• _Material provided_
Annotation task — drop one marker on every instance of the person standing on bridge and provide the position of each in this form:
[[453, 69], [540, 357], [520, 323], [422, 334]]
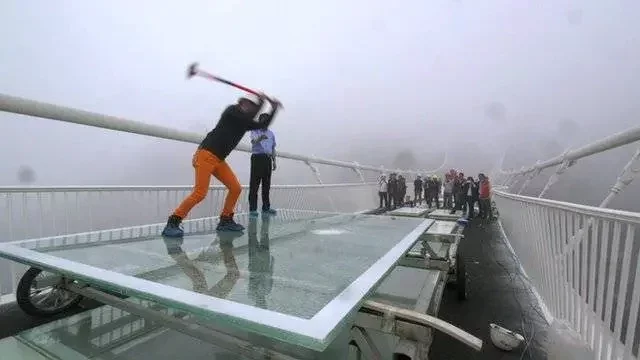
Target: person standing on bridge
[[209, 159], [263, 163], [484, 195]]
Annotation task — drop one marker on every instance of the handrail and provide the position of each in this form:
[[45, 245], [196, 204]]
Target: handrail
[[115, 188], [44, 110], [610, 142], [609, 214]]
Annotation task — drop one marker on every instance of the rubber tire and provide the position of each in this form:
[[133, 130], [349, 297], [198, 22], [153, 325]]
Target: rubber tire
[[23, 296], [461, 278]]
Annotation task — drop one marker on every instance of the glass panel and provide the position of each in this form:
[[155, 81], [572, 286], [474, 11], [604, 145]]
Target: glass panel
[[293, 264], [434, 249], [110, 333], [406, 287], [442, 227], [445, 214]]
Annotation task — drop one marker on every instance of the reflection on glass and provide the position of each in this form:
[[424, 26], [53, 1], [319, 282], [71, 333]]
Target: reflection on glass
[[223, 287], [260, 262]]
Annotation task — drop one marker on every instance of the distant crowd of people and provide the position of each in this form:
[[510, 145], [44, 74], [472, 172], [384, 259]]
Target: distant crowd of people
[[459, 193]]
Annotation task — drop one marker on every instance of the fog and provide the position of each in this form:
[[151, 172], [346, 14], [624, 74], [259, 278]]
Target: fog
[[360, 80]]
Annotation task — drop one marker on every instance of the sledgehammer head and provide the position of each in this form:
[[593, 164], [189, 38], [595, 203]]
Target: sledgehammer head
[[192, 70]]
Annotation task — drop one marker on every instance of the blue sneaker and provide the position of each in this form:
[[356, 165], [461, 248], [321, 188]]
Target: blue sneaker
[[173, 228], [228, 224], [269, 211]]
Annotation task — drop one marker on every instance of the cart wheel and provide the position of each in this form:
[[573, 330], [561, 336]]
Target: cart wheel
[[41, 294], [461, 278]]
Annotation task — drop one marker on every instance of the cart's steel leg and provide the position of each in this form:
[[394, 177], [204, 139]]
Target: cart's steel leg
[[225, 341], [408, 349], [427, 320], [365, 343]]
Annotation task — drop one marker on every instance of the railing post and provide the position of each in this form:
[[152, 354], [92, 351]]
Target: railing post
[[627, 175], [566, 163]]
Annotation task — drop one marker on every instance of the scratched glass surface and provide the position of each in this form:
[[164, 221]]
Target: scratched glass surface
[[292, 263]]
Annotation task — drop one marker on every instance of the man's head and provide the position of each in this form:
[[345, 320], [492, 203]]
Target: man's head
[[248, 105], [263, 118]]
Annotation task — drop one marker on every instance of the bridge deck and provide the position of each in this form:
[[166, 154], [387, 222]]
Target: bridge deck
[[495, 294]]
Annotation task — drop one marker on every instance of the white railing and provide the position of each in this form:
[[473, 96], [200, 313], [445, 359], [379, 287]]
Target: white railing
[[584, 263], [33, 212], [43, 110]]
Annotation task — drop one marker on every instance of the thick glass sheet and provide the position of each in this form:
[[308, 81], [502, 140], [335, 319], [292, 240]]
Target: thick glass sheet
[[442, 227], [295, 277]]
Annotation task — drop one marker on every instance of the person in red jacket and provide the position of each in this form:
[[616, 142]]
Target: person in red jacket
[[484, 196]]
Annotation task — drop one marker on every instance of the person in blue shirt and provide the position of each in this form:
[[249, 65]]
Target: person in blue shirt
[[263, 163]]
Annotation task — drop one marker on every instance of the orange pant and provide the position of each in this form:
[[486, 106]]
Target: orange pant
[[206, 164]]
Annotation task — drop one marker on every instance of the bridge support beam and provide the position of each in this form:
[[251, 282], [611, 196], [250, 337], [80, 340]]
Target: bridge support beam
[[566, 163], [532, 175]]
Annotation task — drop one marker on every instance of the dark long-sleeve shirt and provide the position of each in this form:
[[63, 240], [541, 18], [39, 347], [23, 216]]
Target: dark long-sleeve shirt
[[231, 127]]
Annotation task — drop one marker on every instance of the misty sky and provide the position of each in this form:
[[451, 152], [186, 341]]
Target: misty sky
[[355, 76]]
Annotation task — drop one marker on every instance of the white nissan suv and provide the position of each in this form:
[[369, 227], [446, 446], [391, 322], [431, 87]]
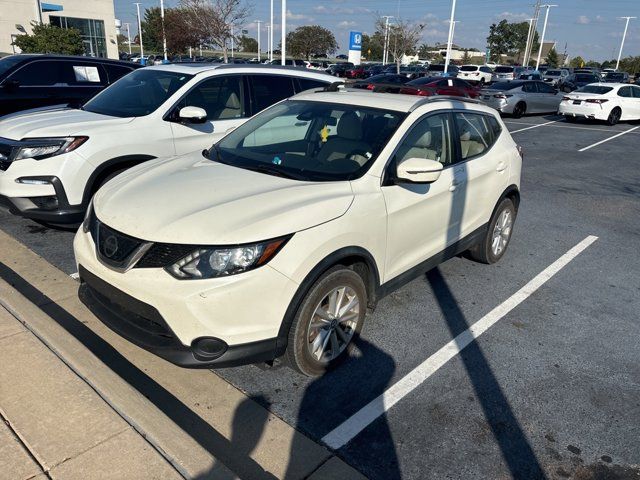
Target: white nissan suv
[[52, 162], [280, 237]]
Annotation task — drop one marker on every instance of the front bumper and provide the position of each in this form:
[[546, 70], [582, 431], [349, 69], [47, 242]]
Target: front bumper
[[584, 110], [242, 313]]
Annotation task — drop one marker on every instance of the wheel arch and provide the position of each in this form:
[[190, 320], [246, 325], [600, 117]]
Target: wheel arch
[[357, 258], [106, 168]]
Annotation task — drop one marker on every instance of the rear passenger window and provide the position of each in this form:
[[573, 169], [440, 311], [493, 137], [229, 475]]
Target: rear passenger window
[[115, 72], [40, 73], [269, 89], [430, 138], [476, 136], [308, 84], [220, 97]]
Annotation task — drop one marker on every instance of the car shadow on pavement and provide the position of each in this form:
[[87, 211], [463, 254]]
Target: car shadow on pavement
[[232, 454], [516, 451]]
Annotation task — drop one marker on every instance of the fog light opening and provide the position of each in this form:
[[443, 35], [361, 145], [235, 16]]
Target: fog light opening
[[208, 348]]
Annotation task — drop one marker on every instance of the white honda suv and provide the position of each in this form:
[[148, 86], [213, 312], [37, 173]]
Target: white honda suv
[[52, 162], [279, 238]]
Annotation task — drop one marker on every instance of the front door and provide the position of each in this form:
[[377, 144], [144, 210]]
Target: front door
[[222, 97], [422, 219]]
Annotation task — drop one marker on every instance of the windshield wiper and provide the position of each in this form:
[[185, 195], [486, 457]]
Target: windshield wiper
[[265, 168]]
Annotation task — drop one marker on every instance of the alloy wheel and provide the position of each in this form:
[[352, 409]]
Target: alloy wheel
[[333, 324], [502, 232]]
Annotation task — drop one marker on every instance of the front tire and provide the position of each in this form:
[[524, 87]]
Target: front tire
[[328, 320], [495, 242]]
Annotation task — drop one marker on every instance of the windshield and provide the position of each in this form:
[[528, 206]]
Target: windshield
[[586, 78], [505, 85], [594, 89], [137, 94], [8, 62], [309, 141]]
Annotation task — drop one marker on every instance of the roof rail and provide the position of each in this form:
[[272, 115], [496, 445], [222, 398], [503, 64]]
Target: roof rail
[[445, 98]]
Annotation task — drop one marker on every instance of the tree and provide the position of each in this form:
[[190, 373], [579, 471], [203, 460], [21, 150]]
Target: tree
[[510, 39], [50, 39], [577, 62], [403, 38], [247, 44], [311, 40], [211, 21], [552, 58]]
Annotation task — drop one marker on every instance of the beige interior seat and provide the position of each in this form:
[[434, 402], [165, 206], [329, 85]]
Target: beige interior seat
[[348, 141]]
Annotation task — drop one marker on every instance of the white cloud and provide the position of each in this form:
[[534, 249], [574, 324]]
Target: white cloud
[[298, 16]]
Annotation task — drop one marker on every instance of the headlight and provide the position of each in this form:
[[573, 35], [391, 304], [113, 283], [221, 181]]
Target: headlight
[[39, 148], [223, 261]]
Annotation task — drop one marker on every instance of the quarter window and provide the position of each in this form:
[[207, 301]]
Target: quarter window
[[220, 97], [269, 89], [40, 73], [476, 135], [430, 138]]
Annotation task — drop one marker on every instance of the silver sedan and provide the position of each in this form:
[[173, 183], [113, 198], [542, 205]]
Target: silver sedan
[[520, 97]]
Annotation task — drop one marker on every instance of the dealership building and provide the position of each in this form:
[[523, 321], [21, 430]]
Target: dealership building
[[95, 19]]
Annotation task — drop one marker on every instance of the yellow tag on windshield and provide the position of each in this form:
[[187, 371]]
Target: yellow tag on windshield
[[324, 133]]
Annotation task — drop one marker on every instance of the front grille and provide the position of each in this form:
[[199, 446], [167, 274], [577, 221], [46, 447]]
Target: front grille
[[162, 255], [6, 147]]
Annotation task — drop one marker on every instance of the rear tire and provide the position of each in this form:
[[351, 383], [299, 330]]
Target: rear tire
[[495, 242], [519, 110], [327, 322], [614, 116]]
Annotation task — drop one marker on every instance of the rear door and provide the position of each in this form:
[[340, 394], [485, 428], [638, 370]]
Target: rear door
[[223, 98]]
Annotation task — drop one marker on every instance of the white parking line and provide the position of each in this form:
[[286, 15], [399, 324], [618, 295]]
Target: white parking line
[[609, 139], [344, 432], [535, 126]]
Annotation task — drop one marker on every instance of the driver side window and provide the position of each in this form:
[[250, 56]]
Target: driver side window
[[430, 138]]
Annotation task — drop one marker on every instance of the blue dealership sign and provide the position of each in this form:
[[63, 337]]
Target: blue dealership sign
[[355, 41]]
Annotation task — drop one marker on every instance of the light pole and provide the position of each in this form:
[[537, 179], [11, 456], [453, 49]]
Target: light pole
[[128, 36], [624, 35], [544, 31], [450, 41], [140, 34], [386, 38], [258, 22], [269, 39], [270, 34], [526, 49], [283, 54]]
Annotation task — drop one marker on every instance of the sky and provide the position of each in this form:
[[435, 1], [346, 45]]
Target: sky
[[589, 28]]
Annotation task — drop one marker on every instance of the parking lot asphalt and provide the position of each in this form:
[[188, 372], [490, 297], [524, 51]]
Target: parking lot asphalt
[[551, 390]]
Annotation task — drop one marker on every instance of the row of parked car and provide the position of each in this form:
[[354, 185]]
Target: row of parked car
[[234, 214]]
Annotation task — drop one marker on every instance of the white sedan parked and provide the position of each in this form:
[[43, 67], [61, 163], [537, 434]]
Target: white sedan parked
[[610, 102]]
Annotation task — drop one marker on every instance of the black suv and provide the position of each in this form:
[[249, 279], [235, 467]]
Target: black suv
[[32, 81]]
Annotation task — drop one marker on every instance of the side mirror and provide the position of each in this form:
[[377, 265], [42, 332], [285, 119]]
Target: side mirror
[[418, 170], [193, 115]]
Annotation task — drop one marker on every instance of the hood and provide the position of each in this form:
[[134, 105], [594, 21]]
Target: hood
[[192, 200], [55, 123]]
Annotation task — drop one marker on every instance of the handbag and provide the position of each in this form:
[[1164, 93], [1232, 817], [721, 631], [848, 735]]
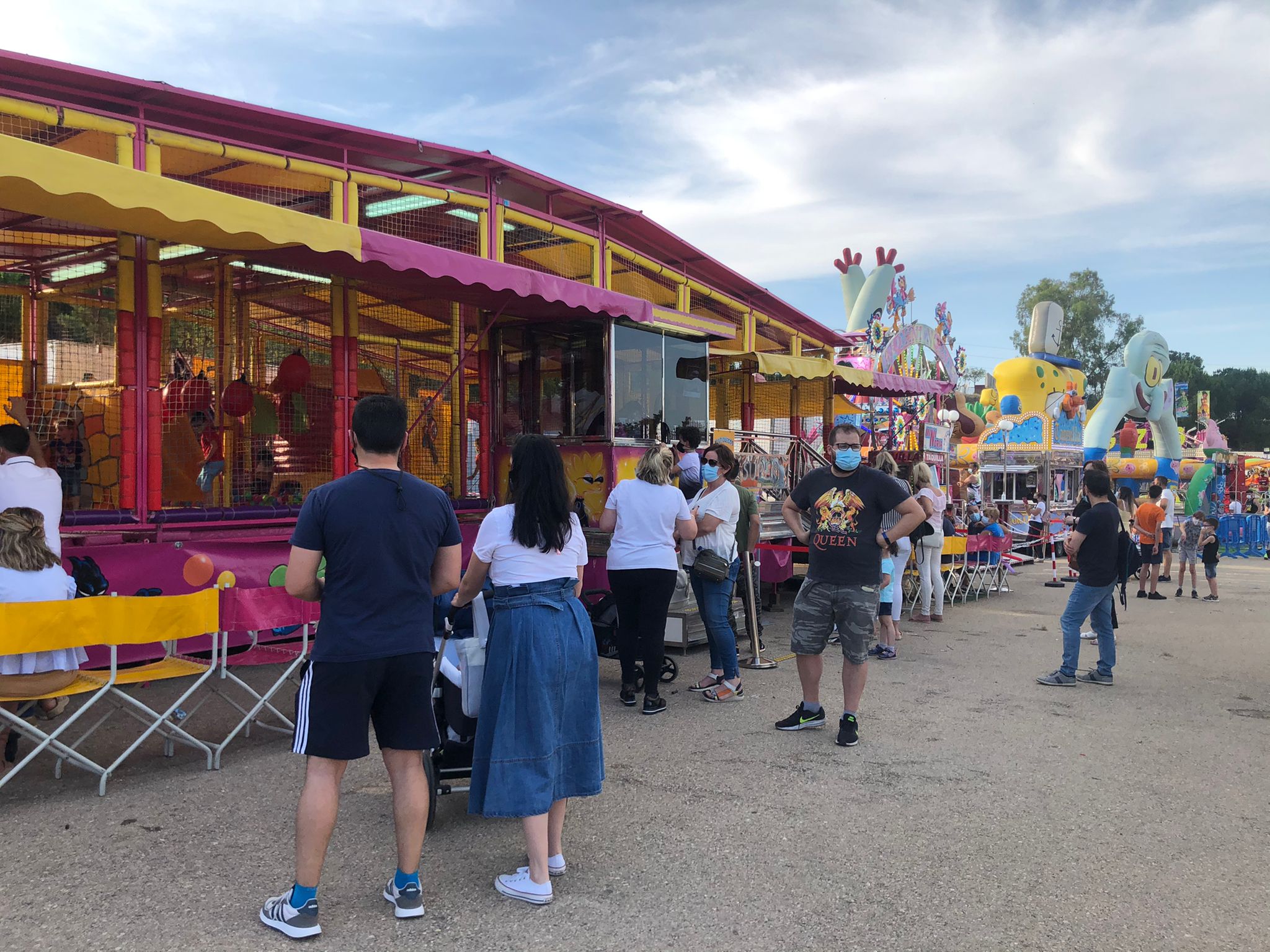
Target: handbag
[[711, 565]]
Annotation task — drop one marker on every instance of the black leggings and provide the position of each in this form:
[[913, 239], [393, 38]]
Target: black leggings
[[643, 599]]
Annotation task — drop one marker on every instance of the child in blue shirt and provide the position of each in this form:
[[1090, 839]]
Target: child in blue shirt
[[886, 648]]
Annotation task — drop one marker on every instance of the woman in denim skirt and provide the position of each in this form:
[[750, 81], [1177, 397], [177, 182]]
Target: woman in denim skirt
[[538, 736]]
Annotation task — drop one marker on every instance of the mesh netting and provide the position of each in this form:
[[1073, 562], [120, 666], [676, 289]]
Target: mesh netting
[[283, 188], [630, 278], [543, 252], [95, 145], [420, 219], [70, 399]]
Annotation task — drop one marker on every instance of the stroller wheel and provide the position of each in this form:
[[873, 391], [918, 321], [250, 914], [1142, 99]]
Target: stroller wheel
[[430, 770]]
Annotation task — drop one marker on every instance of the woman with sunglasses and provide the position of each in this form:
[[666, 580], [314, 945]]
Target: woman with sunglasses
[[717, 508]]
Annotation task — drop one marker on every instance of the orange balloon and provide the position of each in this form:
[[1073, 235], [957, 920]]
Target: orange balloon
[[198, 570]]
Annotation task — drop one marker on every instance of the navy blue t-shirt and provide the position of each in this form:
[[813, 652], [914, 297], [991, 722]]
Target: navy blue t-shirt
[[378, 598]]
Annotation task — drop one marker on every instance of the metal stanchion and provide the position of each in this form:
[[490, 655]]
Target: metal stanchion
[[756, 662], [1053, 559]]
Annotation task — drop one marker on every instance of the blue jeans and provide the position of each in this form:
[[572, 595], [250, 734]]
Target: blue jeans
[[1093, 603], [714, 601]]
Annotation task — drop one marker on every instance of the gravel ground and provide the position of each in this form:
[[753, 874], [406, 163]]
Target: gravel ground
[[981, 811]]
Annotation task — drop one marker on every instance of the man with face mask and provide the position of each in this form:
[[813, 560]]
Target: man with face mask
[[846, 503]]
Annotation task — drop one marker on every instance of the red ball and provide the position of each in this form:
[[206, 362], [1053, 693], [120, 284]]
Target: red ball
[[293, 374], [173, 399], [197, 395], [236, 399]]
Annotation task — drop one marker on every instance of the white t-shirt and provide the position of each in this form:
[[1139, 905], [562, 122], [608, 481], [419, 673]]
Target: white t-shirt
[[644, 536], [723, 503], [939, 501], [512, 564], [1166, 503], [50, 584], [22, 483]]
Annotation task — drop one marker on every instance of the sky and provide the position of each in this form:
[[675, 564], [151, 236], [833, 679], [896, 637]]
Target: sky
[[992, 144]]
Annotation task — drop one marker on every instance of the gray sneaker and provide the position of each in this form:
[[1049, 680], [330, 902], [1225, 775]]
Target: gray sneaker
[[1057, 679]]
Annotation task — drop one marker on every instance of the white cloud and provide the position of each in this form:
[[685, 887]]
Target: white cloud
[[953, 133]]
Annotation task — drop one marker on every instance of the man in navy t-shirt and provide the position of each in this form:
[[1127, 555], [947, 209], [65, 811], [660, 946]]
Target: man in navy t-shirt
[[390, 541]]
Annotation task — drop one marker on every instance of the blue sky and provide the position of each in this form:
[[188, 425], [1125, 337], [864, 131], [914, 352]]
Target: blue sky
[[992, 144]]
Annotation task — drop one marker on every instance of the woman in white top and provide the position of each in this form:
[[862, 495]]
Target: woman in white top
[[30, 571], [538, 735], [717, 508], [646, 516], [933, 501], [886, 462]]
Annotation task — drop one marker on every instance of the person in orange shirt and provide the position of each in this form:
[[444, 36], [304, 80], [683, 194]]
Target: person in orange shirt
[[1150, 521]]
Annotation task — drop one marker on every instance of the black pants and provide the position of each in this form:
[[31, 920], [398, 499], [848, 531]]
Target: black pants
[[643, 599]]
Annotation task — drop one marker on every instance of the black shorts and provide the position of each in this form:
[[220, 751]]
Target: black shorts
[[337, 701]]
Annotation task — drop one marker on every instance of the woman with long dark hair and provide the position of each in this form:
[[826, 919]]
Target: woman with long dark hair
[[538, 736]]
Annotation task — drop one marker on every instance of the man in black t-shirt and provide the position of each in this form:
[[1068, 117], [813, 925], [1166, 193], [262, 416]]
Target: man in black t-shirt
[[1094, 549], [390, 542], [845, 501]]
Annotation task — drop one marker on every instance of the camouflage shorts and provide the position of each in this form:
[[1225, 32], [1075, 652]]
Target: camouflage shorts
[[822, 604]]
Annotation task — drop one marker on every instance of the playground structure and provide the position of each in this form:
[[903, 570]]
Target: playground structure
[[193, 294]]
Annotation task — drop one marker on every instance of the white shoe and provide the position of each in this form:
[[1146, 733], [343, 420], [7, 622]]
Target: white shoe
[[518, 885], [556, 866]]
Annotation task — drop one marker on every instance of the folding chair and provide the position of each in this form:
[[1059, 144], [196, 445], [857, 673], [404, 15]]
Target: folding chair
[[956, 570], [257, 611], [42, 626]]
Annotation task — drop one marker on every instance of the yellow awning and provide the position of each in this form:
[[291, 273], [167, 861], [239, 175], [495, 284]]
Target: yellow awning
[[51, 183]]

• _Your instructions_
Restate word for word the entries above, starting at the line with "[[826, 919]]" and ending at the line with "[[1225, 32], [1075, 652]]", inclusive, and no others.

• _Task solution_
[[826, 919]]
Target: woman with long dark hair
[[538, 736]]
Annotation task — drop one marker on every instance of the man in black t-shirt and provide the position of each in this form:
[[1068, 117], [813, 925], [1166, 193], [262, 416]]
Target: man in black t-shirt
[[1094, 549], [390, 542], [845, 501]]
Annotation task — drop one marker on every instance of the camouflage shorts and provide the position of each in this form:
[[1225, 32], [1075, 652]]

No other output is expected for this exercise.